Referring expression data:
----------
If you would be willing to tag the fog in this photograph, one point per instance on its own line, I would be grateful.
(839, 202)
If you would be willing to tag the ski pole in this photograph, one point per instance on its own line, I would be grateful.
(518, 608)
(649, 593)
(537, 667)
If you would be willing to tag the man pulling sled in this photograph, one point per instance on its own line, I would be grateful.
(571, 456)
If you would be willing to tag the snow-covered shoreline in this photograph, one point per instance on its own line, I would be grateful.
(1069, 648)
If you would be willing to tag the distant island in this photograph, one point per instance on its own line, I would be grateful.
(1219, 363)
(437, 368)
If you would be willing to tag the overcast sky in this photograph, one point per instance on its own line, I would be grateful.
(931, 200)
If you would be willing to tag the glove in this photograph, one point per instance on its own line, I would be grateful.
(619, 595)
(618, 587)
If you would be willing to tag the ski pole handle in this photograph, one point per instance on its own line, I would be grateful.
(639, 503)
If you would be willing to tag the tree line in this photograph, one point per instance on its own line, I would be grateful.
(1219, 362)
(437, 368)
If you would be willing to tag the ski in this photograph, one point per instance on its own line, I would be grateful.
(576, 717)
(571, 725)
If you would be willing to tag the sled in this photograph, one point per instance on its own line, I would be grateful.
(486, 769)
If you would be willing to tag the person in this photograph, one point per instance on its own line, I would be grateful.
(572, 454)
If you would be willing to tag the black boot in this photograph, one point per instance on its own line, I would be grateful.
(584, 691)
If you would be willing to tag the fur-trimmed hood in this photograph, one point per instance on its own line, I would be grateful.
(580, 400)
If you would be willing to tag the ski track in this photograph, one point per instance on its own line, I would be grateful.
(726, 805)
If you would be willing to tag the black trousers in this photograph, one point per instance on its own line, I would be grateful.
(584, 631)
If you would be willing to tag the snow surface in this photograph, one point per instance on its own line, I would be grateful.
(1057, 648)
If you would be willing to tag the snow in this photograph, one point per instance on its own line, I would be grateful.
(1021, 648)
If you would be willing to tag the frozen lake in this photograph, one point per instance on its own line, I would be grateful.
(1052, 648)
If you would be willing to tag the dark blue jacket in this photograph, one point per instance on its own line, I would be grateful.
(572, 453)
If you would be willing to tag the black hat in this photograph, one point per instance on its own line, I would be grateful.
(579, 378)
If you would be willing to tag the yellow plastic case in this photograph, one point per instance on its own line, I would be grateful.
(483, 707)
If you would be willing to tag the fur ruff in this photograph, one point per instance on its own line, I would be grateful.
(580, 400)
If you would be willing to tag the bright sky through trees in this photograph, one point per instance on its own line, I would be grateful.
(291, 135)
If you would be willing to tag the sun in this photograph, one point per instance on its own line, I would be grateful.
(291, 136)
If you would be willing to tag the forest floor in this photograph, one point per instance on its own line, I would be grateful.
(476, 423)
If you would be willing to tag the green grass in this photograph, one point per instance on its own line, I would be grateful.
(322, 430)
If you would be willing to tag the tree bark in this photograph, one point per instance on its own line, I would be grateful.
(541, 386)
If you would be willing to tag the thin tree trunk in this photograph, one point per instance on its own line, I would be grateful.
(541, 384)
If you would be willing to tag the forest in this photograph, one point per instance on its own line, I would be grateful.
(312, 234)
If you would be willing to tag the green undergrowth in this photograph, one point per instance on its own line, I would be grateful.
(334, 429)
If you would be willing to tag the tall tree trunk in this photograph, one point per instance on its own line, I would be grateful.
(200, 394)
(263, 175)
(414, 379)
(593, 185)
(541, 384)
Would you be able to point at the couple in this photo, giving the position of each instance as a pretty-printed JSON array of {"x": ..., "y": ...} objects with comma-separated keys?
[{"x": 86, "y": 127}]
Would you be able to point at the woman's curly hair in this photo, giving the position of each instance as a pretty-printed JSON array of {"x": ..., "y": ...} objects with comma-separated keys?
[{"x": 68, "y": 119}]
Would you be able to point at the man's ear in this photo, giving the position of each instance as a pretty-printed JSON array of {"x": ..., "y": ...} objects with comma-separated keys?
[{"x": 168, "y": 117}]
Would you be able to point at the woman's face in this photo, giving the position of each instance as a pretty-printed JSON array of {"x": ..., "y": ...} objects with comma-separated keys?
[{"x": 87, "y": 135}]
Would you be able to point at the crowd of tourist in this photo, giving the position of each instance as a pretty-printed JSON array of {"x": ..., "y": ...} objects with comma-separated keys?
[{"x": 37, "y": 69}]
----------
The required output is the full set of entries, reproduced verbatim.

If you would be willing to tag the fog in this photograph, one point per instance on its own line, I would be grateful.
(839, 202)
If you would be willing to tag the ski pole in this photograph, one point per instance on its own line, I would be grateful.
(518, 608)
(649, 593)
(537, 667)
If you would be willing to tag the man pulling sled in this photograph, one point per instance on its own line, I would be grateful.
(571, 456)
If you would be willing to tag the snow-covered shoreline in this photograph, one point per instance on its own line, I would be grateful.
(1069, 648)
If you would be willing to tag the distant island in this photograph, one point per instance on its own line, I would be grateful.
(1219, 363)
(437, 368)
If you would be willing to tag the overcast sky in this photograph, one point per instance on its own line, I would be grateful.
(931, 200)
If you would be willing to tag the glove in this photograph, one point per instance on its own line, I would be grateful.
(619, 595)
(618, 587)
If you would be willing to tag the ski pole handle in this photograph, one point per instance on its own line, I would be grateful.
(639, 503)
If you would be willing to tag the tree line in this photograph, one point per instance on its own line, I would be grateful.
(1219, 362)
(437, 368)
If you would be willing to tag the ski in this photograph, one point per instance on its own line, I would be grateful.
(576, 717)
(571, 725)
If you would be willing to tag the sled in this photograph, one point per instance on its own line, I would be grateful.
(486, 769)
If you would be willing to tag the person in this photograph, one point per instance on its own line, I would be grateful.
(572, 454)
If you would be willing to tag the black boot in this photograph, one point per instance on its own line, I would be grateful.
(584, 691)
If you would be willing to tag the fur-trimmed hood in this photograph, one point per instance on its own line, I would be grateful.
(580, 400)
If you would be willing to tag the ski track in this photograph, one point per instance on its own line, I would be grateful.
(726, 805)
If you would be willing to tag the black trousers in this photograph, one point per instance on its own line, I would be grateful.
(584, 631)
If you would be willing to tag the snow surface in this photograph, one point per instance on its own line, I would be grateful.
(1057, 648)
If you would be willing to tag the snow in this photograph, one point per instance on its own line, I would be grateful.
(1021, 648)
If you would be willing to tag the frozen lake in this photograph, one point per instance on its own line, I would be grateful.
(1052, 648)
If you would be willing to tag the dark blue jacket in this photograph, one point per instance on its own line, I would be grateful.
(572, 453)
If you would be willing to tag the black hat in this photograph, one point per instance on its own line, I would be grateful.
(579, 378)
If you would be willing to tag the yellow plastic case in this photograph, one point per instance on its own line, I would be grateful.
(483, 707)
If you would be willing to tag the fur ruff in this photograph, one point per instance on its own line, I would be grateful.
(580, 400)
If you would be willing to tag the bright sky through trees in this photograph, one point per instance on its own line, I would be grateful.
(291, 135)
If you would be willing to tag the sun in this photograph, one point per instance on its own line, I would be grateful.
(291, 136)
If you would be willing to tag the forest floor in this photograph, one point per instance on its own line, I would be grateful.
(476, 423)
If you would be willing to tag the green grass in this photograph, one point per instance on its own line, I would be grateful.
(322, 430)
If you would be willing to tag the tree bark in this photograph, one point per instance on its own line, I would be grateful.
(541, 386)
If you would be willing to tag the thin tree trunk in this photograph, one point per instance on its own line, I would be grateful.
(541, 384)
If you would be willing to tag the forest in this photograph, one point per instance on its own line, I would be grateful.
(312, 234)
If you would be willing to tag the green undergrowth in this photograph, one point per instance on its own line, I would be grateful.
(334, 429)
If you would be willing to tag the tall tree trunk in this photograph, one point per instance on its own line, I would be grateful.
(200, 394)
(263, 175)
(414, 379)
(593, 185)
(541, 384)
Would you be able to point at the couple in this photo, giving the position of each instance as a pretty-printed JSON array of {"x": ..., "y": ...} objects with comma-separated keys?
[{"x": 86, "y": 127}]
Would you be able to point at the woman's curly hair in this photo, giving the position of each instance as a pretty-printed JSON array of {"x": ..., "y": ...} objects with comma-separated keys?
[{"x": 68, "y": 119}]
Would you be able to point at the man's ear in this photo, giving the position of each instance as a pretty-printed JSON array of {"x": ..., "y": ...} objects with comma-separated keys?
[{"x": 168, "y": 117}]
Would you be able to point at the woman's face in this photo, giving the position of each instance as a pretty-printed JSON array of {"x": ..., "y": ...} objects with comma-separated keys?
[{"x": 87, "y": 135}]
Would you be able to point at the crowd of tourist in this photo, giving the position of each instance as a pretty-printed JSON array of {"x": ..., "y": ...} objects with comma-separated keys?
[{"x": 37, "y": 69}]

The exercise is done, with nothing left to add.